- Çalışma metni -

********************

Her 10 Yılda Bir Boğmaca Aşısı Yaptırmamız Gerekli!
Solunum Derneği (TÜSAD), halk arasında genellikle çocukluk hastalığı olarak bilinen boğmacanın yetişkinleri de etkilediğini hatırlatarak, özellikle KOAH hastalarında riskin 3,6 kat daha fazla olduğuna dikkat çekti. TÜSAD KOAH Çalışma Grubu Başkanı Prof. Dr. Arzu Mirici, “Vaka sayıları artan ve 3-4 yılda bir salgına sebep olan boğmacayla mücadelede en etkin yol aşı. Her 10 yılda bir boğmaca aşısı olmak gerekiyor” uyarısı yaptı.
Pek çok kişi tarafından sadece çocuk hastalığı sanılan boğmaca, yetişkinlikte de insan sağlığını tehdit etmeye devam ediyor. “Bordatella pertusis” adı verilen bakterilerin sebep olduğu bulaşıcı bir solunum yolu hastalığı olan boğmaca, özellikle çocukluk çağında ölümcül seyredebilen fakat aynı zamanda her yaştaki duyarlı kişiyi etkileyen bir hastalık. Türkiye Solunum Araştırmaları Derneği (TÜSAD) KOAH Çalışma Grubu, boğmacanın dünyada çok yaygın görülen bir hastalık olduğuna ve 3-4 yılda bir salgınlara yol açtığına vurgu yaparak, “Dünya genelinde boğmaca vaka sayıları artıyor” uyarısını yaptı.

********************

[Kayıtlı veriler]

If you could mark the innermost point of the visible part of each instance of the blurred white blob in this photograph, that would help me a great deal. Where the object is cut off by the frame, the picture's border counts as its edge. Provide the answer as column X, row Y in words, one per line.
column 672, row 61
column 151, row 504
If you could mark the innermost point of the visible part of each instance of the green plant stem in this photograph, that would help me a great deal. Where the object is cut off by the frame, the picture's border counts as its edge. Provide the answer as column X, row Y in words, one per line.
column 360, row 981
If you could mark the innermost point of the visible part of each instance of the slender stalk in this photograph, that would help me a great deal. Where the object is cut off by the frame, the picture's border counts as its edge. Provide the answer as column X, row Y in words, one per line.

********************

- Alıştırma yönergesi -
Boğmaca hakkındaki metne göre KOAH hastalarında boğmaca riski kaç kat daha fazladır?

- Cevap alanı -
KOAH hastalarında risk 3,6 kat daha fazladır.